Exercise task - Reproduce the data below word for word, beginning with the line that contains "Return one point per instance of the distant" and continuing through the end of the data. Omit the pictures from your answer.

— START Material for this exercise —

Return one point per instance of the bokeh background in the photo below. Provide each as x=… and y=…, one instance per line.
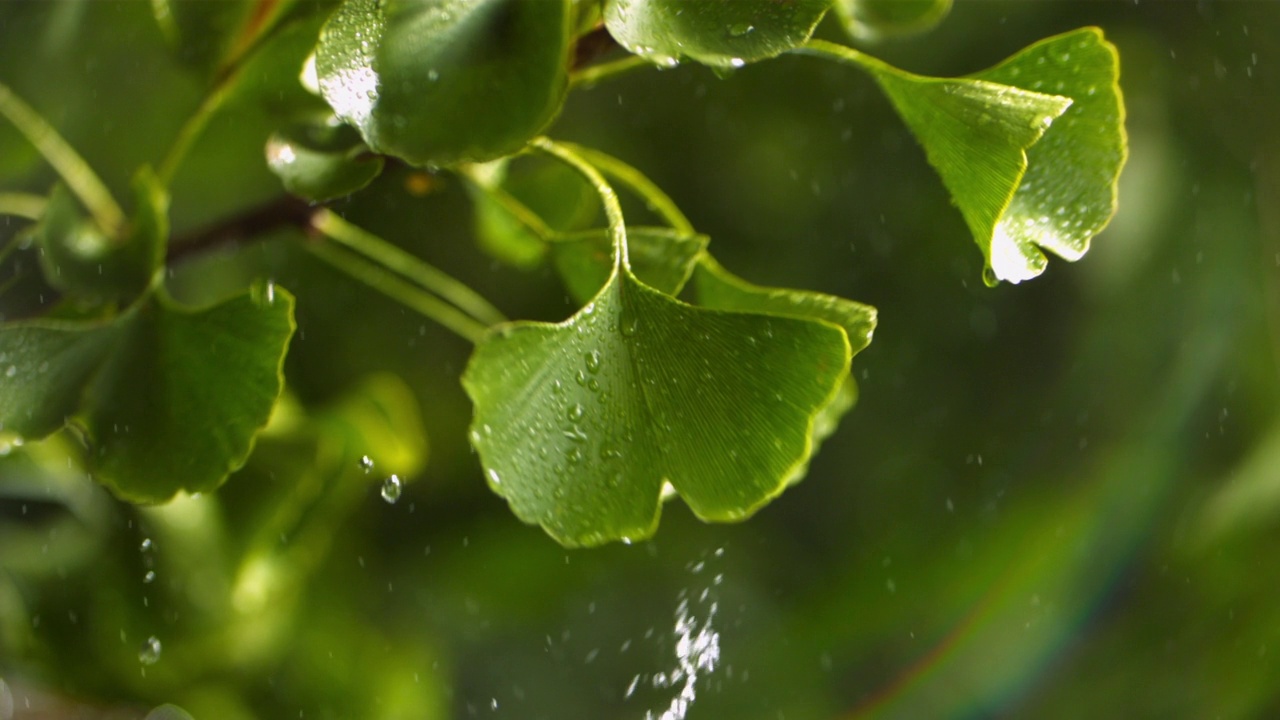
x=1054, y=500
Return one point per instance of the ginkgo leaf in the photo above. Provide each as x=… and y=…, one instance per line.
x=321, y=162
x=1031, y=150
x=167, y=399
x=446, y=81
x=718, y=33
x=661, y=258
x=718, y=288
x=580, y=424
x=177, y=404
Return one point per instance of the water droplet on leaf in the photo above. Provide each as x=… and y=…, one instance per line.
x=150, y=651
x=392, y=490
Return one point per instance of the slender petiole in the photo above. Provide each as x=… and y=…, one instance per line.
x=408, y=267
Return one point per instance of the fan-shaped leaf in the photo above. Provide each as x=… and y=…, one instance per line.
x=580, y=424
x=718, y=32
x=446, y=81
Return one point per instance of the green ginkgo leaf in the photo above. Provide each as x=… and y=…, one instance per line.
x=167, y=399
x=717, y=32
x=44, y=369
x=321, y=162
x=661, y=258
x=1031, y=150
x=80, y=259
x=177, y=404
x=446, y=81
x=581, y=424
x=718, y=288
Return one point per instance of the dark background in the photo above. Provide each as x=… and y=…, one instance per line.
x=1054, y=500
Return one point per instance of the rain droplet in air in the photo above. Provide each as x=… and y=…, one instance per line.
x=150, y=651
x=392, y=490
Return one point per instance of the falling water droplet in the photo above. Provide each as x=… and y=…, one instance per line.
x=392, y=490
x=150, y=651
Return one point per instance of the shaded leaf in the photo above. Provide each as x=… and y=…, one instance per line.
x=503, y=228
x=211, y=36
x=580, y=424
x=82, y=260
x=718, y=33
x=44, y=369
x=661, y=258
x=1031, y=150
x=177, y=404
x=446, y=81
x=718, y=288
x=321, y=162
x=873, y=19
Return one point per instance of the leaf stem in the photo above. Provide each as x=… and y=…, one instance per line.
x=406, y=265
x=192, y=128
x=636, y=182
x=588, y=77
x=398, y=290
x=608, y=197
x=844, y=54
x=22, y=205
x=69, y=165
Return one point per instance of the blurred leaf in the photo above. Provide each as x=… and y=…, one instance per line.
x=502, y=226
x=873, y=19
x=211, y=36
x=1028, y=169
x=177, y=404
x=446, y=81
x=661, y=258
x=1251, y=495
x=718, y=33
x=83, y=261
x=321, y=162
x=44, y=369
x=580, y=424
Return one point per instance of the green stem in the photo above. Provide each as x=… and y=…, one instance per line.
x=636, y=182
x=586, y=77
x=22, y=205
x=842, y=54
x=407, y=265
x=192, y=128
x=398, y=290
x=69, y=165
x=608, y=197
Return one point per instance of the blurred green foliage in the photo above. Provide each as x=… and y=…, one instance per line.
x=1054, y=500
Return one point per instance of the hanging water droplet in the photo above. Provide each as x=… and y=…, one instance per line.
x=392, y=490
x=150, y=651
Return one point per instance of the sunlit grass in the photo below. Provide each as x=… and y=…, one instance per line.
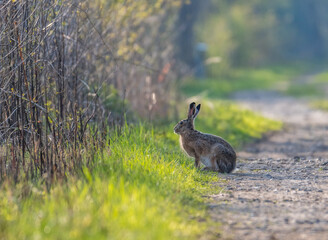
x=320, y=104
x=322, y=77
x=142, y=188
x=239, y=79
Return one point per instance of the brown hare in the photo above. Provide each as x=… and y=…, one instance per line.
x=213, y=151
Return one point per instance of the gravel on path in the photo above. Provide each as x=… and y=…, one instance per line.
x=280, y=187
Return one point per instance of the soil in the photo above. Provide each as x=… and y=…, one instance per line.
x=279, y=189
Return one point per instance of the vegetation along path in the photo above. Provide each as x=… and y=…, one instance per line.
x=280, y=187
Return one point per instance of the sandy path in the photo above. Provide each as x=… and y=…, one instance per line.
x=280, y=187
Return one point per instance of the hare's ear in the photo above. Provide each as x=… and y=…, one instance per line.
x=191, y=111
x=197, y=111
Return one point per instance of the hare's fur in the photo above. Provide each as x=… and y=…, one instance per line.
x=212, y=151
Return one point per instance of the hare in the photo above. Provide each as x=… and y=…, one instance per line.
x=213, y=151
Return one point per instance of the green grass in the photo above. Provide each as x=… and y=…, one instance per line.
x=320, y=104
x=142, y=186
x=322, y=77
x=239, y=79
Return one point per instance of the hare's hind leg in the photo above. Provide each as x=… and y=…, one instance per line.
x=213, y=167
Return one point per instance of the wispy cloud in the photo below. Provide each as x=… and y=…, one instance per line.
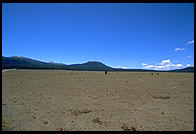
x=144, y=64
x=164, y=65
x=119, y=66
x=179, y=49
x=188, y=65
x=190, y=42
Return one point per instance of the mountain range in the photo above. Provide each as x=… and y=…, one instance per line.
x=27, y=63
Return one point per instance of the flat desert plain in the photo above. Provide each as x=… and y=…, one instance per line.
x=51, y=100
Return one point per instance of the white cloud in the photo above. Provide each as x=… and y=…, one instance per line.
x=179, y=65
x=188, y=65
x=164, y=65
x=144, y=64
x=150, y=66
x=179, y=49
x=119, y=66
x=190, y=42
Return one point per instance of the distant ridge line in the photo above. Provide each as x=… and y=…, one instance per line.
x=20, y=62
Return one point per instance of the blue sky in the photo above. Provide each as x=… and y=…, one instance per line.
x=126, y=35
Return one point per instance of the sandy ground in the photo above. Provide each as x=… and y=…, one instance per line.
x=85, y=101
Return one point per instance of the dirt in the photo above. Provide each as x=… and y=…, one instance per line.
x=50, y=100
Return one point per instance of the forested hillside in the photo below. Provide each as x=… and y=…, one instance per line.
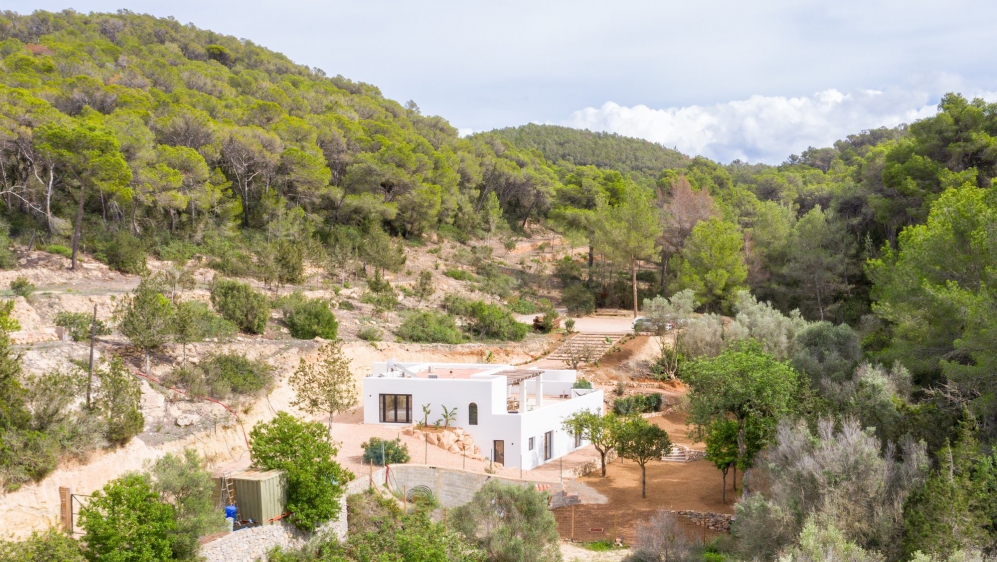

— END Material for this exercise —

Result of this task -
Return one point per instance of the distant ridge line in the photo above. Provide each as x=… and y=…, one instance per line.
x=20, y=62
Return one point per instance of the blue sky in the photo above. Provide each as x=… and y=…, one instance per line.
x=126, y=35
Return one point per instance of the sandy ground in the photo above. Provide each as x=… and y=…, one instance per line.
x=85, y=101
Return one point per instance of the dirt in the photo above. Provide each as x=… and y=…, one instance per line.
x=50, y=100
Return one point per instance of the forested hillside in the photo below. Provide each as x=… and y=…, one instance per line.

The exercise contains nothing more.